• **Your goal**:
The answer is every line of the records that holds the word "soil", copied in full.

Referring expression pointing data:

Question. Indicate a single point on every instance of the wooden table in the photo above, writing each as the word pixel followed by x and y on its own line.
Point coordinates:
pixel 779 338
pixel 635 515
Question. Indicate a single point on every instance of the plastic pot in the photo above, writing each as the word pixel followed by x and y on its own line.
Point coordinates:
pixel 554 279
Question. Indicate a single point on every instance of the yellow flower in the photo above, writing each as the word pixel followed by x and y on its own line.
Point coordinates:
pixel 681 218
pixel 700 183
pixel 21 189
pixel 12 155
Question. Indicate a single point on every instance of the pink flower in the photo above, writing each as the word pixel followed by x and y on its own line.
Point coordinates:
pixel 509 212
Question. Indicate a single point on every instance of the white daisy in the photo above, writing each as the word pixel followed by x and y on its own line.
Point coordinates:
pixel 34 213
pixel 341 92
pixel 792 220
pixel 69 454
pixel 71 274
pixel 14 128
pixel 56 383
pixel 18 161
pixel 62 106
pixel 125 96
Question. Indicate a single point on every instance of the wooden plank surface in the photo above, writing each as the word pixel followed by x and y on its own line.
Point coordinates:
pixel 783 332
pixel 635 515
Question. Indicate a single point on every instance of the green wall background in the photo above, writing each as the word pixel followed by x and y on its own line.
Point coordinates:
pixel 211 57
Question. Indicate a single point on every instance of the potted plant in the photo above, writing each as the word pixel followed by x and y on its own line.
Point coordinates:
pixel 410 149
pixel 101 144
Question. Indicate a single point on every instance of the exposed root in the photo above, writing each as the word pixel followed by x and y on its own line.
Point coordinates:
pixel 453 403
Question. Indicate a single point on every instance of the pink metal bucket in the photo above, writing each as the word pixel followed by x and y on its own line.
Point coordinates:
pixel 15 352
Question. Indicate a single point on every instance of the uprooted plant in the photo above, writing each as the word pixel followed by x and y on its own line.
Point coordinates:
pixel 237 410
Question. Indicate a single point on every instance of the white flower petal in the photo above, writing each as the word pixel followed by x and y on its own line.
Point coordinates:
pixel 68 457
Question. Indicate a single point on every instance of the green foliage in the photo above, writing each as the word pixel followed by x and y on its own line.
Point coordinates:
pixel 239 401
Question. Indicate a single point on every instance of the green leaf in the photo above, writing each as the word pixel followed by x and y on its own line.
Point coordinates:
* * *
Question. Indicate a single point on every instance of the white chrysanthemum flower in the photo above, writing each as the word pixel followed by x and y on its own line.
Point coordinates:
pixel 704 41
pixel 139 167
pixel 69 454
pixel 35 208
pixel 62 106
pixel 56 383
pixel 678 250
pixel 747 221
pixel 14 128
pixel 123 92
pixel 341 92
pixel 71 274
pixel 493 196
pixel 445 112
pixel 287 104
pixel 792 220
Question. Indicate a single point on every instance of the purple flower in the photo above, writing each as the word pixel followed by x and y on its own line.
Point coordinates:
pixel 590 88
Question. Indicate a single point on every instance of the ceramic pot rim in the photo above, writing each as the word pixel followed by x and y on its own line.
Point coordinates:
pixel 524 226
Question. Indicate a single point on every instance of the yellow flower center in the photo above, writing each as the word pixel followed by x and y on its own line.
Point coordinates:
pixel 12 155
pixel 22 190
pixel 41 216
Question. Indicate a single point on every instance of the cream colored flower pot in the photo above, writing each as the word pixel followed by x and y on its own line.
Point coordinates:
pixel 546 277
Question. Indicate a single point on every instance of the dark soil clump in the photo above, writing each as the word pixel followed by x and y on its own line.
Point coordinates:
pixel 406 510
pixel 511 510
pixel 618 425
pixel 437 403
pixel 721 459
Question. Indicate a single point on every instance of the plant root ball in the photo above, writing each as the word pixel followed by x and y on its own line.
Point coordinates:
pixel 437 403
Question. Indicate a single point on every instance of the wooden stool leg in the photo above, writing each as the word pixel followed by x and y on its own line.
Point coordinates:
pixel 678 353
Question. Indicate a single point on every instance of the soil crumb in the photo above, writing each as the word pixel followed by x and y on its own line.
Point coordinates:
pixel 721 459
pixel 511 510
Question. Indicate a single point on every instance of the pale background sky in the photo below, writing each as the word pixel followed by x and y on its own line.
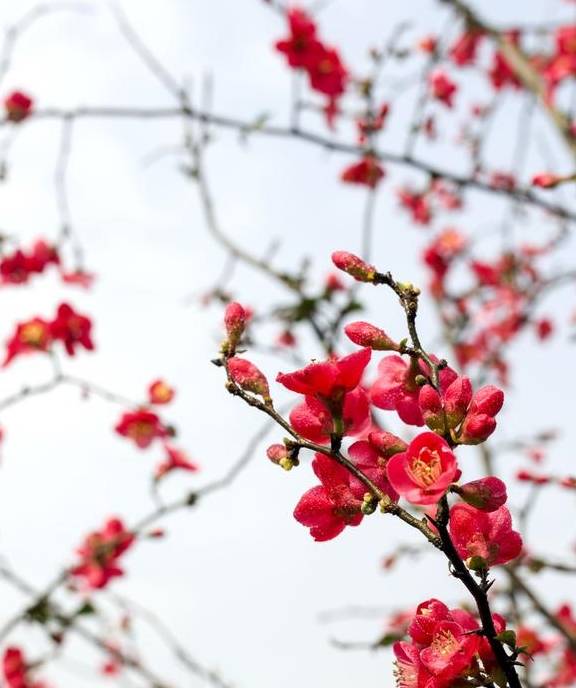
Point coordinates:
--
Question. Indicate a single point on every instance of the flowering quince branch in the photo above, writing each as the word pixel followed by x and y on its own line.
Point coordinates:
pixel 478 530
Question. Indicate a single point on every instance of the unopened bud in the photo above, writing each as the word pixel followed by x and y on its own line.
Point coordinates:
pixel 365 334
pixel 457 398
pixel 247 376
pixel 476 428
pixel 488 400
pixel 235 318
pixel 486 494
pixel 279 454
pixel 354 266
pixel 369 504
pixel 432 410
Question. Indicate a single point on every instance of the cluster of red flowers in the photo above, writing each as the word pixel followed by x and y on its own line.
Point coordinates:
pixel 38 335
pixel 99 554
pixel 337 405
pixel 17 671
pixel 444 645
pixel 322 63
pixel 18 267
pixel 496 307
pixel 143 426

• **Output below**:
Question. Indicate a single point on every instance of the dark soil clump in the photo above, writing each as the word pixel followed by x and y on its own line.
Question. Indicate a single point on every instance of the soil crumb in the photo above, writing each as the word pixel followed by x and y on its own line.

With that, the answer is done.